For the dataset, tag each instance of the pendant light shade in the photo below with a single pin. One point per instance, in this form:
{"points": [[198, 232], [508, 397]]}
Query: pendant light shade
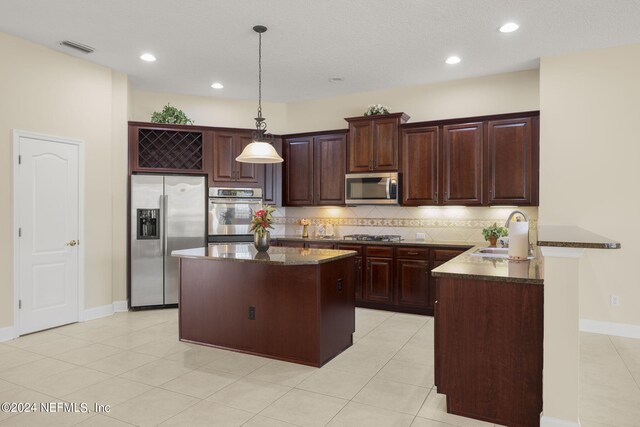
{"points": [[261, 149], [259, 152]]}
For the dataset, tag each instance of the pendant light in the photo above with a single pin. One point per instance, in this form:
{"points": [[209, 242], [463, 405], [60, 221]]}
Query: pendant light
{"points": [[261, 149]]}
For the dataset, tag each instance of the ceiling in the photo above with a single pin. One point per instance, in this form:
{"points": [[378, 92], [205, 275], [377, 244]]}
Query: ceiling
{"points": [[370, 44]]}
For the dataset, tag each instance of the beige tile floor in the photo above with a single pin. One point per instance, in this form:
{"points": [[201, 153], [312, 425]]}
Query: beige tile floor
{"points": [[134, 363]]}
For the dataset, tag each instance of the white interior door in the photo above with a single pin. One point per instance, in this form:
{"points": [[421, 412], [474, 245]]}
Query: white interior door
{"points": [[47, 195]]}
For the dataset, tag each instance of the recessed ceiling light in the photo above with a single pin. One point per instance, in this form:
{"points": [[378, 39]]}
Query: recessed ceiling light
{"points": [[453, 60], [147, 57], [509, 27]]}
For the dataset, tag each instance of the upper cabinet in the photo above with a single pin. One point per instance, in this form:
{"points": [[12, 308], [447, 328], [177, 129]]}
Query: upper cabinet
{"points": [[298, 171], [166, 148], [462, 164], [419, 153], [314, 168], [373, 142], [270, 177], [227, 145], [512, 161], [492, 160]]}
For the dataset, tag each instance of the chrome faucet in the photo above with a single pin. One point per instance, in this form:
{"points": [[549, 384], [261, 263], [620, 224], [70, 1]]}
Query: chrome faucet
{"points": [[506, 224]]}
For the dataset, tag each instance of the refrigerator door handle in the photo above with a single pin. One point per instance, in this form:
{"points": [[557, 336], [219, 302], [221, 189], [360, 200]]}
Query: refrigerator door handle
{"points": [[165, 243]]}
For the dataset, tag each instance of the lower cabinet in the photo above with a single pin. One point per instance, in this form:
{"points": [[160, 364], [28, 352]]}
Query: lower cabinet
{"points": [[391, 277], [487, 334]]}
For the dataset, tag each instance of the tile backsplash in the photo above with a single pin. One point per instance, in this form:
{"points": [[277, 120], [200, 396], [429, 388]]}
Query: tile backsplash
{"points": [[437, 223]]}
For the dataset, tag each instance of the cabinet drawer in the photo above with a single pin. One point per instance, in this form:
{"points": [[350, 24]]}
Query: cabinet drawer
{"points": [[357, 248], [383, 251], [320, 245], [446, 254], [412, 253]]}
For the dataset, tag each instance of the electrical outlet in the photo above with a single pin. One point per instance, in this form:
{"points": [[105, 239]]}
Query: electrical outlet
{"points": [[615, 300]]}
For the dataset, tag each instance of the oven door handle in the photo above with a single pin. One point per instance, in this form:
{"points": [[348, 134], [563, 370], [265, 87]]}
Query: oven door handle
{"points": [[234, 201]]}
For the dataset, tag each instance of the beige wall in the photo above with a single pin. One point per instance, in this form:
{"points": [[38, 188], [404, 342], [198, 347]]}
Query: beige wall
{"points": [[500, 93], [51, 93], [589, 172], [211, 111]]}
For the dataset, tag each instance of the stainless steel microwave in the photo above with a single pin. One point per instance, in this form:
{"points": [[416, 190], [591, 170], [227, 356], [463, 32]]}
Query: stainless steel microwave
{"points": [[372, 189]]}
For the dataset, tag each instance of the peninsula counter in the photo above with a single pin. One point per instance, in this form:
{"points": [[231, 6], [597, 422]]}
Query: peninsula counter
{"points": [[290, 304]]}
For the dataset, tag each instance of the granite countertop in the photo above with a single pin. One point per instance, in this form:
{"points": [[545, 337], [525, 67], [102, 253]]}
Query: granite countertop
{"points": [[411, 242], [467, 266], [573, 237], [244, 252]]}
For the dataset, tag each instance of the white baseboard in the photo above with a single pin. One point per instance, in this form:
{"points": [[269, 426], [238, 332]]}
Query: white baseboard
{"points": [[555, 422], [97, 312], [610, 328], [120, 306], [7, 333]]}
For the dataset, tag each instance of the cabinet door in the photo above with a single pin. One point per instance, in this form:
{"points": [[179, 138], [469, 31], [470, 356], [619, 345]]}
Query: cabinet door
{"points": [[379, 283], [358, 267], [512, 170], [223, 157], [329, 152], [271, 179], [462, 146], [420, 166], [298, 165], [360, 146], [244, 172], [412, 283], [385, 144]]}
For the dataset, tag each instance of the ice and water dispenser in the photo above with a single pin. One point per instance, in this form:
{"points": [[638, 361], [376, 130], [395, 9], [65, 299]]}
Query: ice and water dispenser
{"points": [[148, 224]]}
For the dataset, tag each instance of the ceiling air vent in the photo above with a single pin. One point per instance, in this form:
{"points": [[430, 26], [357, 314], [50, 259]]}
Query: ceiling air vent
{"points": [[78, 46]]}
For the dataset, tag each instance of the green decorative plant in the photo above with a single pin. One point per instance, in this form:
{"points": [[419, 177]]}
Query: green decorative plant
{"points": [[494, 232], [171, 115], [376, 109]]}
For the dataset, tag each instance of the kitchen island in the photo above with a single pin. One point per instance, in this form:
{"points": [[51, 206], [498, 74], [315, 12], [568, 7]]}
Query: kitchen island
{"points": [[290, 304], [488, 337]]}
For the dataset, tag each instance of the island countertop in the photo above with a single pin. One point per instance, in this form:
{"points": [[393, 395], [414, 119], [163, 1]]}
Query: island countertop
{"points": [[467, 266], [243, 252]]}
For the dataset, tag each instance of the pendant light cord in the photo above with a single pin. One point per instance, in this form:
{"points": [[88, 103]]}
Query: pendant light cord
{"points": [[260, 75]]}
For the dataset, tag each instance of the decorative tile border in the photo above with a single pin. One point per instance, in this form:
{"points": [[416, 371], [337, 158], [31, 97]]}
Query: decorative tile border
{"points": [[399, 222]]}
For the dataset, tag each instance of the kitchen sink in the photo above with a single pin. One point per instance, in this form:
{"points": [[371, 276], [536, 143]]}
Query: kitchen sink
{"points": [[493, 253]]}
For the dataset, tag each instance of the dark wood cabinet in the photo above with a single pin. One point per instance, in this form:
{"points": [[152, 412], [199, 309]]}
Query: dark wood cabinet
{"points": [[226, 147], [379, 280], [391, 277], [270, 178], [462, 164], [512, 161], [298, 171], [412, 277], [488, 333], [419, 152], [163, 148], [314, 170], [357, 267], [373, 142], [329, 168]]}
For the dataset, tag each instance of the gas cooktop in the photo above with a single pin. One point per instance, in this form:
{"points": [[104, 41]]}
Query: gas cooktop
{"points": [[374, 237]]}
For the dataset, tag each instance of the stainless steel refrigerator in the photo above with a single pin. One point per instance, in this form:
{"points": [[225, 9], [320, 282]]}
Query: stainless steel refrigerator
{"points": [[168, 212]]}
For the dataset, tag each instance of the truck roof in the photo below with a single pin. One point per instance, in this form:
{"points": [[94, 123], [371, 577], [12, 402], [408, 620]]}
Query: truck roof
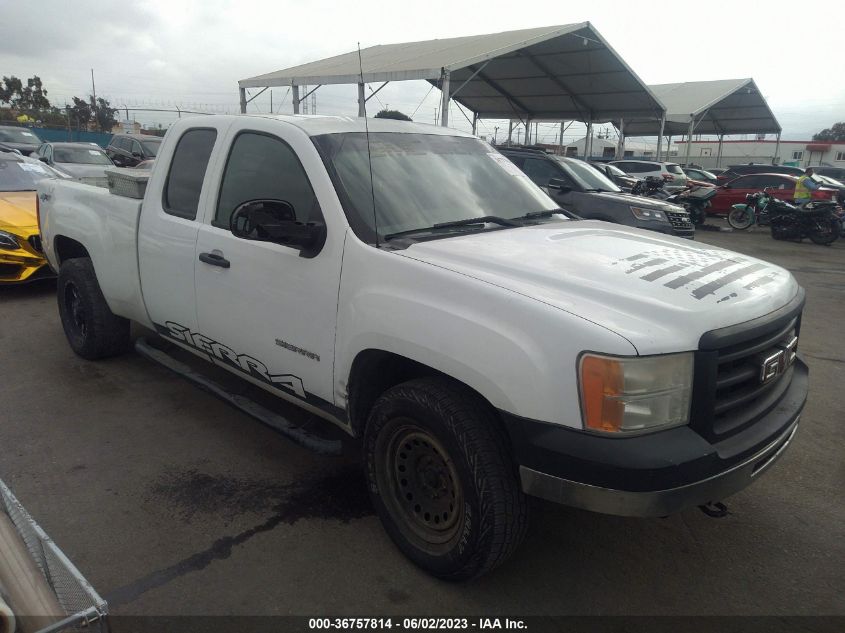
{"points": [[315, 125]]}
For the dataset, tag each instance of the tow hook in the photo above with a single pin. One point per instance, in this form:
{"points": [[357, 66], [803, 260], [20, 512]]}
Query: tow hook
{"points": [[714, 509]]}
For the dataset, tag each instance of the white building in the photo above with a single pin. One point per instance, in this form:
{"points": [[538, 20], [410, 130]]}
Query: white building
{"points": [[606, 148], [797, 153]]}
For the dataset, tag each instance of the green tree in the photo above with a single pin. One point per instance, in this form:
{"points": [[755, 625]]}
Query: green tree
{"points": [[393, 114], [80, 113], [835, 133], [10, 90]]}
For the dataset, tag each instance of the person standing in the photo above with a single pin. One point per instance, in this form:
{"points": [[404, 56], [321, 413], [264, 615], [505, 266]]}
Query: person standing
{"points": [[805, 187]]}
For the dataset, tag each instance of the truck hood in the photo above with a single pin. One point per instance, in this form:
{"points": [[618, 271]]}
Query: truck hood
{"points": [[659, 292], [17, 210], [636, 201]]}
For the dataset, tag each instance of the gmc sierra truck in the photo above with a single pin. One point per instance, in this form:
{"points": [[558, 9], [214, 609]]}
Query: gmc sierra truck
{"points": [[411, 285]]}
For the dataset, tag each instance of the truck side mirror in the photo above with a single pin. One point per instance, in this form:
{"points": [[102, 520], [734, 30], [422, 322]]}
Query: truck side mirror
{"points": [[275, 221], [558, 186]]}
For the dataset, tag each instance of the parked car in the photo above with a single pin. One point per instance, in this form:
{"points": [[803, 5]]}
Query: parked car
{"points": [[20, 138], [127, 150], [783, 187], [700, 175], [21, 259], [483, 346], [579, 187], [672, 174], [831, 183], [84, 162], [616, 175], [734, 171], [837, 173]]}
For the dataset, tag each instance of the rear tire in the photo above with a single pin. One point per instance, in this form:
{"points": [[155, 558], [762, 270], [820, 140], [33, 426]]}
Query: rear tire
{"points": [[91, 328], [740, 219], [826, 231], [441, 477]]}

...

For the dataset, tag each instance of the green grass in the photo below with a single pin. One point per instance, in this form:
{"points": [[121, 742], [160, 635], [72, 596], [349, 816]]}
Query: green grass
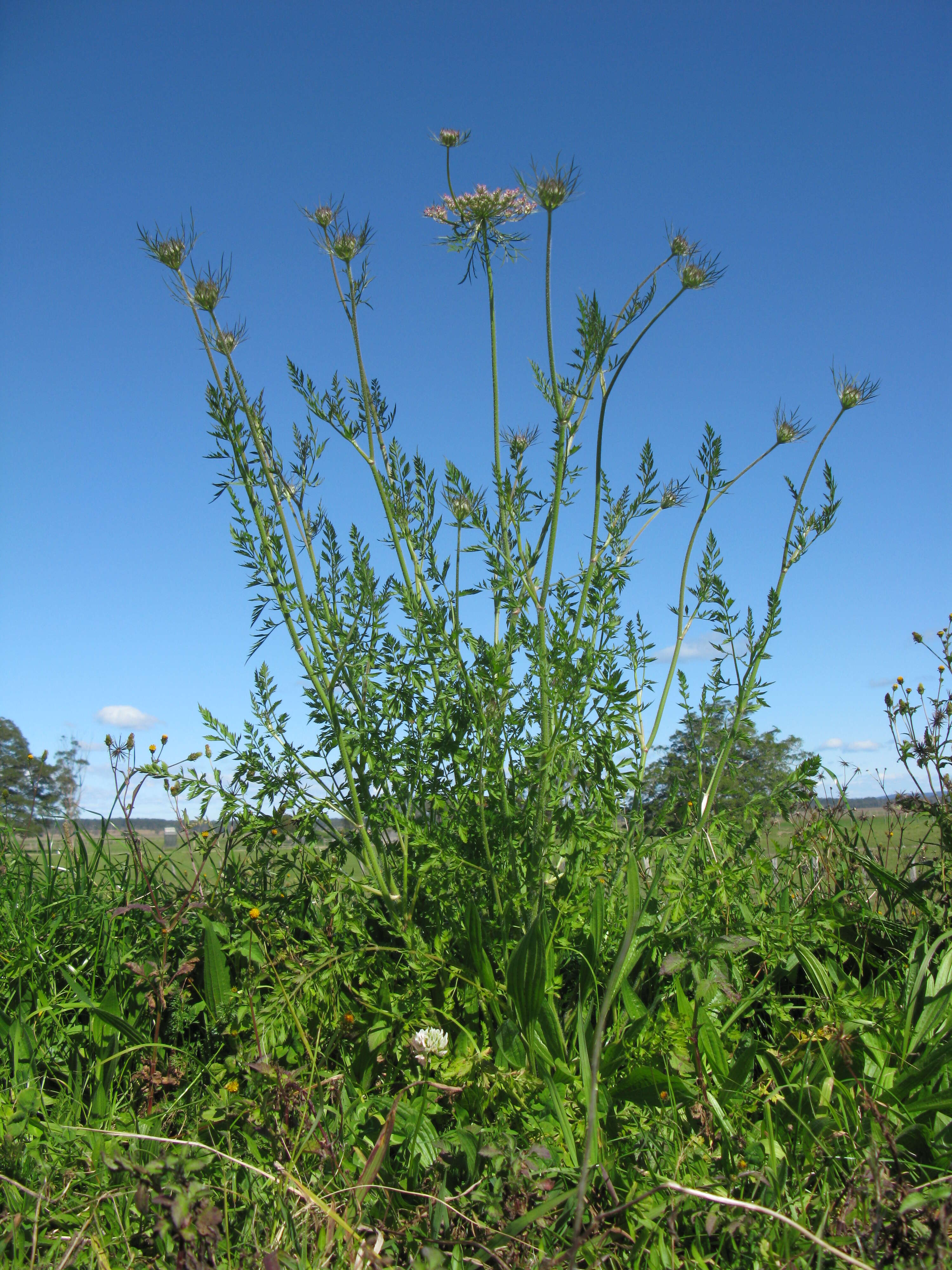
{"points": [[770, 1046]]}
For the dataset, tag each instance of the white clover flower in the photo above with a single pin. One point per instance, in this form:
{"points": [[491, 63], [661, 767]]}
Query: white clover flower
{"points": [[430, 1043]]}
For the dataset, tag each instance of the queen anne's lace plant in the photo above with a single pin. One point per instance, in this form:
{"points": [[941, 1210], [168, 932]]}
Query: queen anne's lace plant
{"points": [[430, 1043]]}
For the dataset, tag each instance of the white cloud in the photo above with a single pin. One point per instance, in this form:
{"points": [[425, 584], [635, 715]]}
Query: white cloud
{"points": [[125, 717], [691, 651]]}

==

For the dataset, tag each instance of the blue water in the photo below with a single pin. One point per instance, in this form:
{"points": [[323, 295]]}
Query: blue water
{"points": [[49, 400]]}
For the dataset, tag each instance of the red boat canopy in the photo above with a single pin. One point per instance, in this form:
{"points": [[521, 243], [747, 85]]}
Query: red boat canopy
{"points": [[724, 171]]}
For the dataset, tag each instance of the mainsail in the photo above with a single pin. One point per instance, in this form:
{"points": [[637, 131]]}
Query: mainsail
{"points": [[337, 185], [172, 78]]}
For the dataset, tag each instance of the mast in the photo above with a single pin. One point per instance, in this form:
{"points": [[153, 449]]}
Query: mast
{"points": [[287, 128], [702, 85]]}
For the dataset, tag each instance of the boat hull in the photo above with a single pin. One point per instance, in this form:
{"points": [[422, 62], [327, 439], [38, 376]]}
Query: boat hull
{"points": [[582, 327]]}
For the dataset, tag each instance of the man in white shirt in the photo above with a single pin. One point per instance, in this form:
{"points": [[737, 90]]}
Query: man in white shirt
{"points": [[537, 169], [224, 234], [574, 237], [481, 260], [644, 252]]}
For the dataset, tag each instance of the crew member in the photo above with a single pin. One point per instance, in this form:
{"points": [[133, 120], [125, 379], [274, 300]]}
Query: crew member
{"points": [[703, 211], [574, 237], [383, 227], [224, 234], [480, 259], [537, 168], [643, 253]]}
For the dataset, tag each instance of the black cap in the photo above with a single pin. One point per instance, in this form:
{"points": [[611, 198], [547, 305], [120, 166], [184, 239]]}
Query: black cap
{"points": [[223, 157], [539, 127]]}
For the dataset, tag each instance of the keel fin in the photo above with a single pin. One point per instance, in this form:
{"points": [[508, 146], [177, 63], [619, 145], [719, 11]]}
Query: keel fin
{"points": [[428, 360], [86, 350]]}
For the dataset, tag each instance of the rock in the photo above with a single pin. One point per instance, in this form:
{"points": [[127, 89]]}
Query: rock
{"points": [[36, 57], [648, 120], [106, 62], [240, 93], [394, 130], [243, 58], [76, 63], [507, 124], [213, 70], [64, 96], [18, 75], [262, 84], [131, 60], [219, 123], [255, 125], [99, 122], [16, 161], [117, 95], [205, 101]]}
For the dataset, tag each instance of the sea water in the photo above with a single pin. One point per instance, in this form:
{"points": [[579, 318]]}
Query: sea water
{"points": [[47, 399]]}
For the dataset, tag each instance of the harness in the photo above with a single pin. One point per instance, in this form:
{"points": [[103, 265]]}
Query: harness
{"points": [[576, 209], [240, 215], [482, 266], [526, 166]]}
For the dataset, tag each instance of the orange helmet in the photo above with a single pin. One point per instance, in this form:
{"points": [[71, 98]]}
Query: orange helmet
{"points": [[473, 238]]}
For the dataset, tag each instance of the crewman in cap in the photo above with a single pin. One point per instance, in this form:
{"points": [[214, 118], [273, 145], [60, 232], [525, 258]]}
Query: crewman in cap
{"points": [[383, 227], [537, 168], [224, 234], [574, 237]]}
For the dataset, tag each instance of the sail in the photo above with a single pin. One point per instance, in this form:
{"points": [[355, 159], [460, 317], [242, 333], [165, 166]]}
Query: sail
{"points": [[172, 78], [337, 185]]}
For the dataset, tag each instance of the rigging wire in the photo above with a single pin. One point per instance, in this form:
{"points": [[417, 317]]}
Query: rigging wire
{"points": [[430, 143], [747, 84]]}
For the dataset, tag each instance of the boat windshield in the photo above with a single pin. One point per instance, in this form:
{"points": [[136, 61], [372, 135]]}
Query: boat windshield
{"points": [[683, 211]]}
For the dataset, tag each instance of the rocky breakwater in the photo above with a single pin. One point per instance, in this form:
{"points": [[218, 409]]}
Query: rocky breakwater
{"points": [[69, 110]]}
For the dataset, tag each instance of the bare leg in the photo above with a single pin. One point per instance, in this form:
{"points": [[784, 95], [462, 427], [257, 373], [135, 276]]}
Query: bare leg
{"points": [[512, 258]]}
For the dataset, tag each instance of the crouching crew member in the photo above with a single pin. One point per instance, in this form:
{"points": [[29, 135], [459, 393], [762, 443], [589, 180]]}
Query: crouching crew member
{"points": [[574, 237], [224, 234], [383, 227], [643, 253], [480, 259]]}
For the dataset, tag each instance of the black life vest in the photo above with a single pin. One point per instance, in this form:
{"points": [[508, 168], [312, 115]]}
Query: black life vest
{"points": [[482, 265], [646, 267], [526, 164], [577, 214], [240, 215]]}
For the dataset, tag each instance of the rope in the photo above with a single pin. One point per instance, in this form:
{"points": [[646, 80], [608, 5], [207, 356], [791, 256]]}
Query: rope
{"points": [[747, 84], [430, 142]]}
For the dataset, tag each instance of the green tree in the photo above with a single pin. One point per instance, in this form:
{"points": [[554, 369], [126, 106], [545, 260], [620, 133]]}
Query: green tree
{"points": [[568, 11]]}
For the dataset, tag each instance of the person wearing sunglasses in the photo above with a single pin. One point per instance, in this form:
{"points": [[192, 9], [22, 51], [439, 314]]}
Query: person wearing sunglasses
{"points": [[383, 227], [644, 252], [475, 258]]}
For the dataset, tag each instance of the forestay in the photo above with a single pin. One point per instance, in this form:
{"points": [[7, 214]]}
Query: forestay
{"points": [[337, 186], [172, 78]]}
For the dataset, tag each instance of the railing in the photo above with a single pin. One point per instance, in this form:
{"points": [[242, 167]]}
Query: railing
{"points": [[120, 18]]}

**THE TASK**. How many lines in the data above contain the string "sunglasses"? Reply with the number alone.

**WRITTEN SOLUTION**. 2